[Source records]
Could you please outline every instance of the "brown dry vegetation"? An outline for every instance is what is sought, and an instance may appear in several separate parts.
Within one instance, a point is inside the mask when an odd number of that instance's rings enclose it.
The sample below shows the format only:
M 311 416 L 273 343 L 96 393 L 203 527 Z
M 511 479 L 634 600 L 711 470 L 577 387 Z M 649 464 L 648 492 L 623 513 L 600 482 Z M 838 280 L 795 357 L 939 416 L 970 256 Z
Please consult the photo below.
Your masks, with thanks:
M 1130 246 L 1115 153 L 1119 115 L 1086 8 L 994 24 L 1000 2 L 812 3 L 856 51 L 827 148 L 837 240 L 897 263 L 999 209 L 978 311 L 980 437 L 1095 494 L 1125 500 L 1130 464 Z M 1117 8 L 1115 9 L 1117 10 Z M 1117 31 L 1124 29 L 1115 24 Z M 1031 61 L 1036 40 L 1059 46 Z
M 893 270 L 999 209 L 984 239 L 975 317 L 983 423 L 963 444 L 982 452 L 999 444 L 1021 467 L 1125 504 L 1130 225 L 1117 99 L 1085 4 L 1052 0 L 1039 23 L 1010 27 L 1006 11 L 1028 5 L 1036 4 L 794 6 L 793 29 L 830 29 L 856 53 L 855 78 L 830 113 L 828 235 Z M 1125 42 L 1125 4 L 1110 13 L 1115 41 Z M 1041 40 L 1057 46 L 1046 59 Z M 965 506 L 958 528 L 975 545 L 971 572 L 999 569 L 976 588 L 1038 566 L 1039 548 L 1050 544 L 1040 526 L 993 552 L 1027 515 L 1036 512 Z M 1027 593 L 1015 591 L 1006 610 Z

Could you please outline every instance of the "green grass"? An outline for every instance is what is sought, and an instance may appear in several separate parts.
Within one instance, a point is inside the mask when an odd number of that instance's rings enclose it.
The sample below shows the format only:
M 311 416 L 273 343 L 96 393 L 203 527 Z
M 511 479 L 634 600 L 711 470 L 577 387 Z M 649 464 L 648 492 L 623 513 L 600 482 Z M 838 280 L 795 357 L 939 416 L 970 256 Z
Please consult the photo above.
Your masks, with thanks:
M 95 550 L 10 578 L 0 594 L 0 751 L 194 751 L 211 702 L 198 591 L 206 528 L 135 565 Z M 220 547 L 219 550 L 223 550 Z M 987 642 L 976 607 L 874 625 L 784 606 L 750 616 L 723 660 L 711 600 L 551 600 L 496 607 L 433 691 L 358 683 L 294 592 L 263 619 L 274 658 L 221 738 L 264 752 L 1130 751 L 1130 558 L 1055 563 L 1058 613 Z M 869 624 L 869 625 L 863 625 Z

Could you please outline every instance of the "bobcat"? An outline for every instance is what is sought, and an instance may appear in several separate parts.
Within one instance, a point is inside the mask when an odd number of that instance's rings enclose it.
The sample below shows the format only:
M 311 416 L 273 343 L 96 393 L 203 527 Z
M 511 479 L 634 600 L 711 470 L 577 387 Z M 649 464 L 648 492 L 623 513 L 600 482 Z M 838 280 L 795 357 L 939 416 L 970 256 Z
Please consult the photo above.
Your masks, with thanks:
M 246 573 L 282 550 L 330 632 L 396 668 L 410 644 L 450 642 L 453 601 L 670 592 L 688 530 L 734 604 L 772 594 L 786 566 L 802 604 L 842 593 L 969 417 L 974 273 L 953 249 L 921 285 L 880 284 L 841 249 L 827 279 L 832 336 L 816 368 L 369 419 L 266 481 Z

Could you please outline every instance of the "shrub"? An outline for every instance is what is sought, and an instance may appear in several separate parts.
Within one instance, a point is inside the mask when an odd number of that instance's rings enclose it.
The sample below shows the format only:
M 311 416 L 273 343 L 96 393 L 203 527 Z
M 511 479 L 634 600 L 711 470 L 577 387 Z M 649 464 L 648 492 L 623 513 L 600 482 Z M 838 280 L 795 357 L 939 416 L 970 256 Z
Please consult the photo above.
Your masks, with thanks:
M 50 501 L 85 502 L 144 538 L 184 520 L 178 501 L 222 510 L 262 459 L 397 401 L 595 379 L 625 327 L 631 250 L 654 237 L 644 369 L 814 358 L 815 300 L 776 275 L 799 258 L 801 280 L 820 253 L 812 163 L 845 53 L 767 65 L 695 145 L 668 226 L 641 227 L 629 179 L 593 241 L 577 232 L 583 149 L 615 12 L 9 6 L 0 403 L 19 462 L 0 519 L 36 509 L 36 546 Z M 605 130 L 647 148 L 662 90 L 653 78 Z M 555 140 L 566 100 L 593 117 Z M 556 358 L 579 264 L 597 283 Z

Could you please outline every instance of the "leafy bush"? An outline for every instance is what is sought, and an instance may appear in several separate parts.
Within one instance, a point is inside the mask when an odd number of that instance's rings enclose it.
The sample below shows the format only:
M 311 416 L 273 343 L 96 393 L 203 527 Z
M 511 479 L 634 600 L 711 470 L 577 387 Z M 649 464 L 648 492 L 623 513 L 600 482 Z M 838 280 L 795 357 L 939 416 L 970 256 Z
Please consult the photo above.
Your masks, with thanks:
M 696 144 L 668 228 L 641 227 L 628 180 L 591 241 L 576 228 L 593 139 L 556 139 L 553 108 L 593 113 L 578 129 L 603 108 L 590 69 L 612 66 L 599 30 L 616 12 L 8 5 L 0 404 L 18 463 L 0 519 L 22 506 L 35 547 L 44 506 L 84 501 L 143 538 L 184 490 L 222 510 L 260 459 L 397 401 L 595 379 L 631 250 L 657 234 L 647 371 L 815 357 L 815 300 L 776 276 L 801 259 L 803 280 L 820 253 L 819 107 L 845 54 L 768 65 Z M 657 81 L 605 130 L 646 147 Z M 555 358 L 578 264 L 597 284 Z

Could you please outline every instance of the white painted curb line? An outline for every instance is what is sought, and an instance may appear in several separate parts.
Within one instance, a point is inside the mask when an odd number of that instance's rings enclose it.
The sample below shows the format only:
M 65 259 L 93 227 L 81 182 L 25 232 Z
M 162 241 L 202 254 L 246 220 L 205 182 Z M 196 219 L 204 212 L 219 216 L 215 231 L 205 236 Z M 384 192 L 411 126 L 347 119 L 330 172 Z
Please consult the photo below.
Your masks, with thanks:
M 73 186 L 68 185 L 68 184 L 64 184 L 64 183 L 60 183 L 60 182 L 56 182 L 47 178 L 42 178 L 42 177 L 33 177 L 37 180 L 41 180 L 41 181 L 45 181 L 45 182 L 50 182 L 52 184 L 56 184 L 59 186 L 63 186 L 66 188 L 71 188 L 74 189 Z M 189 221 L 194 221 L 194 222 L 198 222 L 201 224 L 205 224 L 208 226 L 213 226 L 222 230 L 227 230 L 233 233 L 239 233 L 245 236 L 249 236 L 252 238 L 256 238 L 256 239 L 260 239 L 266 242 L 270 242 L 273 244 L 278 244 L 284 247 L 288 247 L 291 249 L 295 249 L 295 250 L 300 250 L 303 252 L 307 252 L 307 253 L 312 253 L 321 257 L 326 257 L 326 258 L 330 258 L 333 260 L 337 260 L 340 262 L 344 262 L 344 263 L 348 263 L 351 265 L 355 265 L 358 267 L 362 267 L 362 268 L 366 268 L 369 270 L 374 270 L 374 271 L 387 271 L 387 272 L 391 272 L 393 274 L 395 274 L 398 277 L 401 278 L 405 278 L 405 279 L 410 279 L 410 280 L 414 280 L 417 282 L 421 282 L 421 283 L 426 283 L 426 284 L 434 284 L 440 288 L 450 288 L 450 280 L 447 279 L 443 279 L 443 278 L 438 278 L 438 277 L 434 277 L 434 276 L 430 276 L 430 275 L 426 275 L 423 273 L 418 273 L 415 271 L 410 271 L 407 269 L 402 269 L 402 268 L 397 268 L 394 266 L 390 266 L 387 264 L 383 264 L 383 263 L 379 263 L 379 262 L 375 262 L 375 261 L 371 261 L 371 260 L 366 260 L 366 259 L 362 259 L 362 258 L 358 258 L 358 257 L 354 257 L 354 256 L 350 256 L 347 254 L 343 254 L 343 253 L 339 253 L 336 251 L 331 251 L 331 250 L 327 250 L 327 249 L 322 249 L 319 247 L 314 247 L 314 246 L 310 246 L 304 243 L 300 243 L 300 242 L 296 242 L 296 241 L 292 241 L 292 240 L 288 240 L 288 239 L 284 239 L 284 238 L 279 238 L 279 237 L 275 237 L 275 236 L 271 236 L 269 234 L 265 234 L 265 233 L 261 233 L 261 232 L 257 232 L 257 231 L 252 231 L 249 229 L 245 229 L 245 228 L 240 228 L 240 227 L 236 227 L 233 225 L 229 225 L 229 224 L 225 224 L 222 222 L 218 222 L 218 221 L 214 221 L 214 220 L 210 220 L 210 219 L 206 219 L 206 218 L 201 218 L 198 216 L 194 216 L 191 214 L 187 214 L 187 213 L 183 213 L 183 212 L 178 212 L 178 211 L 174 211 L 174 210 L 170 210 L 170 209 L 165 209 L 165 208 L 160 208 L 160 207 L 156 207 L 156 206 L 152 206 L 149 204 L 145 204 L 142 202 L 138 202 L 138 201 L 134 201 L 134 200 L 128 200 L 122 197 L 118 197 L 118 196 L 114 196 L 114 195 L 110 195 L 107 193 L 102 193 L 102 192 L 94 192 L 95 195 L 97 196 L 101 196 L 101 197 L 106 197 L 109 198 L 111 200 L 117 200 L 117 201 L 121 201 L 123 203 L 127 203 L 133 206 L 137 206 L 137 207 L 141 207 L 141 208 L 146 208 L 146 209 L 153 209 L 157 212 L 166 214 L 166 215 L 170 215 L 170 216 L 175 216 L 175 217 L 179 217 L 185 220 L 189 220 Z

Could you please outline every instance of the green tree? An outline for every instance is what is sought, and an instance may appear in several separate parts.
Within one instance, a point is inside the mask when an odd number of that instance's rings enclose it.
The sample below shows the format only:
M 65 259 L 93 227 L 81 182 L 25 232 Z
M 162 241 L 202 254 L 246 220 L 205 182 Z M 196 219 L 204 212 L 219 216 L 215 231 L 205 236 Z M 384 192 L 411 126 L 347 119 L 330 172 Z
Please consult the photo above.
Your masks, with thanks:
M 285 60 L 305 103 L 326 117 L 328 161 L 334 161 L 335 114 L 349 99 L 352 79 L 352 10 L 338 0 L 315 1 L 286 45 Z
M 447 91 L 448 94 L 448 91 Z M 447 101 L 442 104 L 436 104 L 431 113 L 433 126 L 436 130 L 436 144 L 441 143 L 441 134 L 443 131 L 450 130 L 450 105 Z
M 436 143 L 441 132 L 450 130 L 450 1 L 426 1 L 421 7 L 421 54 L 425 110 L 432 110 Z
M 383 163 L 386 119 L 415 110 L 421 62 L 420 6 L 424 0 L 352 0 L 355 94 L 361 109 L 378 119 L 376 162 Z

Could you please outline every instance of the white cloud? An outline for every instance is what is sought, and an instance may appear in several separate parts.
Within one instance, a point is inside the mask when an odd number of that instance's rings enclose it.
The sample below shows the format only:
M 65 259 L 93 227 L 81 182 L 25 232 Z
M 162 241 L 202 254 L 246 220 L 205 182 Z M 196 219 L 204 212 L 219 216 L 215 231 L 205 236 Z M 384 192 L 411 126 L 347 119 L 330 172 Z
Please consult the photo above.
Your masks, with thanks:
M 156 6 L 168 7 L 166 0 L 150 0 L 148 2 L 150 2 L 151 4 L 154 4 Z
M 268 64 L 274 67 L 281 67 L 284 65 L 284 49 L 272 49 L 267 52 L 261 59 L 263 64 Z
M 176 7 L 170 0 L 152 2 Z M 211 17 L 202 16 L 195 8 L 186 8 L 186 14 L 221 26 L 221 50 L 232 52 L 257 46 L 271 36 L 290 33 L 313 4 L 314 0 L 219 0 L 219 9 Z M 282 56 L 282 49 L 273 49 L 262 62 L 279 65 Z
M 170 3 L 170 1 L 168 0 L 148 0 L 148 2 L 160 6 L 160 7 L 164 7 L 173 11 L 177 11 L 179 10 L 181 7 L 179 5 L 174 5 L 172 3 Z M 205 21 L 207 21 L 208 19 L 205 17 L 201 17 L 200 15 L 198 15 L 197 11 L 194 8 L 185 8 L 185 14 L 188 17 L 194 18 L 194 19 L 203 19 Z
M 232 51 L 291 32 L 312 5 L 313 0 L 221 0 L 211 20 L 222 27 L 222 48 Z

[Instructions for the task] Find the word "white" in the entries above. Copy every line that has it.

[Your solution]
Could you please outline every instance of the white painted curb line? An outline for every instance is what is sought, and an instance may appear in several separate parts.
Could you please outline every instance of the white cloud? An outline for every instance is what is sought, and an instance may appear in several separate parts.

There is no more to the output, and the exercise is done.